Pointing dataset excerpts
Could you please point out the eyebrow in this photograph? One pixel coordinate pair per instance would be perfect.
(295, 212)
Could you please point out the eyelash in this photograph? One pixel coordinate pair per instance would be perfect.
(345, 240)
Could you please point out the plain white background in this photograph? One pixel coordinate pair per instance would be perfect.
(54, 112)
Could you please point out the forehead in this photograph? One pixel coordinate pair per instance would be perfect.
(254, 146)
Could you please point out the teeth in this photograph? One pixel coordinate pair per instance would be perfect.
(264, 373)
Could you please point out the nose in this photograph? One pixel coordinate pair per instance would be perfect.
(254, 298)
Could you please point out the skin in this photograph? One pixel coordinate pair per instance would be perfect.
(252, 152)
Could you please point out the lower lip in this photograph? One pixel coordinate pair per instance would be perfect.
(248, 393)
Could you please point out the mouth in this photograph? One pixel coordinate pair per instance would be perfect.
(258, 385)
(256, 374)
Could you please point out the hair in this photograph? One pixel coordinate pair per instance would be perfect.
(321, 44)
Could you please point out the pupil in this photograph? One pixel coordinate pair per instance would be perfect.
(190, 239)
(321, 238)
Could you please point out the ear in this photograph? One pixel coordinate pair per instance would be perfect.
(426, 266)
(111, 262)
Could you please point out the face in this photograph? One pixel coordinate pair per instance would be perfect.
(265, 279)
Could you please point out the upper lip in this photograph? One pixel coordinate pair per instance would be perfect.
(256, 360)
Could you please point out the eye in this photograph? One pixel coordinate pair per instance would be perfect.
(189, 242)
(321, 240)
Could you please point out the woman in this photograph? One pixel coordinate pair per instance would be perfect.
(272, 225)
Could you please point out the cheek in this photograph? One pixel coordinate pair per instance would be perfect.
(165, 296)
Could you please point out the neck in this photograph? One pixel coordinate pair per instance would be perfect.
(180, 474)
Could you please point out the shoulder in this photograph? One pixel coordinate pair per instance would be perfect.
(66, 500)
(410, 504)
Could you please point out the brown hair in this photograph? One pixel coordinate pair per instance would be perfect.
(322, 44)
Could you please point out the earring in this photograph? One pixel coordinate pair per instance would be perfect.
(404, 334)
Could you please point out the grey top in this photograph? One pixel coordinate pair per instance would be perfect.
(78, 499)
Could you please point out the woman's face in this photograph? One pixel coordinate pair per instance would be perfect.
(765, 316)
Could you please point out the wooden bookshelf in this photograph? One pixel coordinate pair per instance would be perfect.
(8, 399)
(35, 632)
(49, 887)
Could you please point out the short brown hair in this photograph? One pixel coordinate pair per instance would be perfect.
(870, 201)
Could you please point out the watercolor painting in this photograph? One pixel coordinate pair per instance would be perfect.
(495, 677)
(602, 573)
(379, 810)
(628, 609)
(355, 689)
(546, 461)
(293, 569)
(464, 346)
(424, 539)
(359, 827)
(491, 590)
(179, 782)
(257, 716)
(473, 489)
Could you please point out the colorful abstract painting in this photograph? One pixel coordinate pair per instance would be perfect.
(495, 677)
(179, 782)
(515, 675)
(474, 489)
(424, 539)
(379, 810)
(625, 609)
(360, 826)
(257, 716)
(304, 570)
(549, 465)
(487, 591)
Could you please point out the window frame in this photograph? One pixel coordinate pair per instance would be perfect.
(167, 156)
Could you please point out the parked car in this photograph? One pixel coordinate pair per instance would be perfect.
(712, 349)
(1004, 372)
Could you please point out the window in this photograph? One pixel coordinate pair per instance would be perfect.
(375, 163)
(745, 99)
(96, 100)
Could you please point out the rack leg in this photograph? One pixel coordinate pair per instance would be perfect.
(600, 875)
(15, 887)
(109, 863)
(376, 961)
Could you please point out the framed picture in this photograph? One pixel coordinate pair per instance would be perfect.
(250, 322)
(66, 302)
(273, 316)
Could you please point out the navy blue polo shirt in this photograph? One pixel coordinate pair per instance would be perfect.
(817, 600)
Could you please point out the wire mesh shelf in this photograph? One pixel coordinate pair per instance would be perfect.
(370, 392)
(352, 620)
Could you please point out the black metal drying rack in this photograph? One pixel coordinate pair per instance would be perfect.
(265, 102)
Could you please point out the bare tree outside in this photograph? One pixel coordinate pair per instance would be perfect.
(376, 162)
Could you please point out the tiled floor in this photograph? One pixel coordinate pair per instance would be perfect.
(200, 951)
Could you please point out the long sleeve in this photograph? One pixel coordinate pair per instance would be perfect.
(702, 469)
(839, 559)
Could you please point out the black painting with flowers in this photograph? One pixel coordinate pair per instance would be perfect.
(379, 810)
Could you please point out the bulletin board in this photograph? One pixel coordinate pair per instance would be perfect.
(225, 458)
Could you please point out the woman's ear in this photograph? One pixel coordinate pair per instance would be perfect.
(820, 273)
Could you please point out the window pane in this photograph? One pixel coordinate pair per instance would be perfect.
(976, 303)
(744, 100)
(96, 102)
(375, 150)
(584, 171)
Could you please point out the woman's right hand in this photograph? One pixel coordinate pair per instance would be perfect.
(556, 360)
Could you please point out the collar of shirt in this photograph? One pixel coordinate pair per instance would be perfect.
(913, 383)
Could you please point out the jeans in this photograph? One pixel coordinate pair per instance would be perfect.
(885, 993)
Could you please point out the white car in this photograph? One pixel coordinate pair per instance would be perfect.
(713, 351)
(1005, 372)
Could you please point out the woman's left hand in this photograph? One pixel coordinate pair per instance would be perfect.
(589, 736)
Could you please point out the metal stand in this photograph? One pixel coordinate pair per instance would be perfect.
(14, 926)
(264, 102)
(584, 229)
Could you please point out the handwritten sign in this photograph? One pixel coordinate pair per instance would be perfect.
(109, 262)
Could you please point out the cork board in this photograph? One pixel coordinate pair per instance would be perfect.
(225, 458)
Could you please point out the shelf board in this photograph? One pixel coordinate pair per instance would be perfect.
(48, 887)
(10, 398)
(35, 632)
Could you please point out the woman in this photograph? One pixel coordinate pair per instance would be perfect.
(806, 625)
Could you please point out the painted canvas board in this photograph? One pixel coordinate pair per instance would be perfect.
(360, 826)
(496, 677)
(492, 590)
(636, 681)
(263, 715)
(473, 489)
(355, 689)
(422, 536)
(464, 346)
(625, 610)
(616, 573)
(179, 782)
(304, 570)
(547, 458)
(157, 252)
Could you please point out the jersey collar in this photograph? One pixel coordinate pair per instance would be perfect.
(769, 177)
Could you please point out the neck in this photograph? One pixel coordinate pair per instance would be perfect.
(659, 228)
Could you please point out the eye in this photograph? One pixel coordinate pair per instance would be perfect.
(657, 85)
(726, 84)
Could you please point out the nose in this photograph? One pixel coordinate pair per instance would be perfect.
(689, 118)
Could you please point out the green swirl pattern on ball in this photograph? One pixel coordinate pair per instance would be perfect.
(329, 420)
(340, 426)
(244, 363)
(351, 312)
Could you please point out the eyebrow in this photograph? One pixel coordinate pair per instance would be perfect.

▶ _Written instruction_
Reproduce the records word for word.

▶ _Completed exercise_
Could you please point out the eyebrow in this photograph? One pixel coordinate pair per instance would be perfect.
(295, 212)
Could you please point out the eyelash in this photograph? One pixel coordinate pair per instance would be perfect.
(345, 240)
Could you please point out the plain white background in this photograph? One pixel coordinate pair per instance would be perfect.
(54, 112)
Could you please point out the forehead in this photograph? One pixel coordinate pair per instance would be perfect.
(254, 146)
Could you please point out the teeth in this photograph? One pixel coordinate pair per instance would be perfect.
(264, 373)
Could you please point out the nose in this photograph? One pixel coordinate pair per instance would be perfect.
(254, 298)
Could you please point out the skin in this photograph? One pixel coordinate pair per instance would be perfect.
(252, 152)
Could you please point out the lower lip in this photograph? One pixel coordinate pair per instance would be perfect.
(248, 393)
Could you please point out the mouth in this photograph? One pixel coordinate pair per instance would be perfect.
(258, 385)
(256, 374)
Could you please point out the hair in this photograph? One pixel coordinate pair per instance would be perfect.
(321, 44)
Could you please point out the pupil in this photograph? One pixel coordinate pair per instance would be perfect.
(190, 239)
(321, 238)
Could you please point out the ear in this photograph? One pixel coordinate pair per instance would be perfect.
(426, 266)
(111, 262)
Could you please point out the face in this photograph? One pixel coordinate pair per instance would be perfect.
(265, 279)
Could you please point out the upper lip in this photograph? One pixel coordinate pair per instance would be perfect.
(256, 360)
Could you please point out the eye in this photograph? One pixel coordinate pair per instance would be perfect.
(189, 242)
(321, 240)
Could you please point out the woman in this photograph? One pixel coordinate pair per instance would be perfect.
(272, 225)
Could you please point out the cheek in this photograph? One pixel coordinate pair per instance would be perfect.
(165, 296)
Could you please point out the neck in this photograph? One pixel coordinate pair per instance would be perfect.
(180, 474)
Could you please point out the shoulder in this photograph? One pixel coordinate pair per instance would be perfect.
(66, 500)
(410, 504)
Could you please point out the brown hair in this photograph? One pixel coordinate pair per instance would be perfect.
(322, 44)
Could you please point out the earring in this photograph? One pixel coordinate pair per instance would be perfect.
(404, 334)
Could you please point out the grey top in this photograph? One pixel coordinate pair per instance would be perfect.
(78, 499)
Could you please point out the woman's face in this photograph? One pixel coordinate pair per instance would be perfect.
(765, 316)
Could you please point out the wooden bookshelf in this photograph? One pixel coordinate pair per instance would be perfect.
(8, 399)
(35, 632)
(49, 887)
Could you please point out the short brown hair in this photograph? One pixel coordinate pair per instance would be perfect.
(870, 201)
Could you please point out the watercolor painting in this photograph? One pixel coordinate pair per instance would be perfect.
(495, 677)
(602, 573)
(379, 810)
(628, 609)
(355, 689)
(546, 461)
(293, 569)
(464, 346)
(424, 539)
(359, 827)
(491, 590)
(179, 782)
(257, 716)
(473, 489)
Could you please point out the colorful abstract painting in this photograph? One pixel coordinate pair per instance would be perfect.
(495, 677)
(179, 782)
(515, 675)
(474, 489)
(424, 539)
(379, 810)
(625, 609)
(360, 826)
(257, 716)
(304, 570)
(549, 465)
(487, 591)
Could you please point out the window frame in this photograph? One pixel coordinate pair per instance would be perfect.
(167, 156)
Could you please point out the parked car in this photograph? One pixel coordinate pair per instance would be perfect.
(712, 349)
(1004, 372)
Could you please point out the window in this photograph? One pixel coordinate pair per instance would be perfect.
(375, 163)
(745, 99)
(96, 100)
Could you please point out the rack leg in this photograph? One pixel coordinate pair per instance would be perfect.
(600, 875)
(15, 887)
(109, 863)
(376, 961)
Could you please point out the framed picture in this photograph? One pixel coordinate pair per instance would be perfect.
(250, 322)
(66, 302)
(273, 316)
Could you please point out the navy blue polo shirt in this photograph? One pixel coordinate pair per instance would be perfect.
(817, 600)
Could you please point out the wire mesh shelf in this photograph? One pixel coordinate pair per instance would be perfect.
(370, 392)
(352, 620)
Could you please point out the black metal drying rack in this photograph? One pixel coordinate pair per instance would be perfect.
(265, 102)
Could you please point out the bare tree outside in this photograph? One pixel coordinate pair per instance would be perfect.
(376, 162)
Could you please point out the tiled floor in this photograph? One pixel coordinate pair per instance would be perfect.
(200, 951)
Could you please point out the long sleeve in this photograph? One pixel coordinate pair per instance would be perfect.
(702, 469)
(839, 559)
Could you please point out the black painting with flowers in this photograph? One pixel coordinate pair per instance would be perfect.
(379, 810)
Could you please point out the bulletin board in this photograph? One pixel coordinate pair per instance would be perfect.
(225, 458)
Could you please point out the woman's ear in this photograph? One pixel coordinate pair per instance would be perfect.
(820, 273)
Could you please point out the window pane in this photograph? One pixel coordinate pair per instance would be perfect.
(976, 303)
(744, 100)
(96, 102)
(375, 150)
(584, 171)
Could you please point out the woman's right hand in this photograph? One pixel coordinate pair per instance would be perfect.
(556, 360)
Could you please point out the collar of shirt in this photograph? One pixel coordinate pair per instance would be perfect.
(913, 383)
Could you please point out the jeans in this photograph? One pixel coordinate pair per instance would be perfect.
(885, 993)
Could you please point out the white car in this photograph? One pixel coordinate pair per instance would be perfect.
(713, 351)
(1005, 372)
Could you please point out the woman's left hand in this photograph? One pixel coordinate pair per instance would be perfect.
(589, 736)
Could you please point out the metal stand in this photograph? One pixel coordinate pair per instance would be perfect.
(14, 926)
(264, 102)
(584, 229)
Could you please point out the handwritten sign in this photograph? One pixel coordinate pair per instance would be perfect.
(109, 262)
Could you please point out the cork board in this photograph? One pixel coordinate pair per instance would be perfect.
(225, 458)
Could you please point out the shelf board in this photograph? One pixel coordinate pair per instance would be perfect.
(48, 887)
(10, 398)
(35, 632)
Could you please point out the woman in this photograph? One pixel coordinate pair per instance would be perfect.
(806, 625)
Could you please point out the painted canvas board in this photograph? One pixel coordinate pair per instance would be perfect.
(360, 826)
(496, 677)
(492, 590)
(636, 681)
(263, 715)
(473, 489)
(355, 689)
(422, 536)
(464, 346)
(625, 610)
(616, 573)
(179, 782)
(304, 570)
(547, 458)
(157, 252)
Could you please point out the jersey collar in this photograph? One pixel coordinate pair per instance would be perfect.
(769, 177)
Could you please point out the neck in this photograph? One pixel coordinate pair per instance would be perfect.
(659, 228)
Could you please point out the eye in this photograph? One pixel coordinate pair per instance would be perfect.
(657, 85)
(726, 84)
Could you please point out the nose in this photograph? One pixel coordinate pair per instance would be perfect.
(689, 118)
Could you please point out the green swirl pattern on ball in this photograph? One pixel coordinate pair per instance would be perfect.
(329, 420)
(340, 426)
(244, 363)
(351, 312)
Could you please point out the eyebrow in this photograph? One pixel coordinate pair per instance would be perfect.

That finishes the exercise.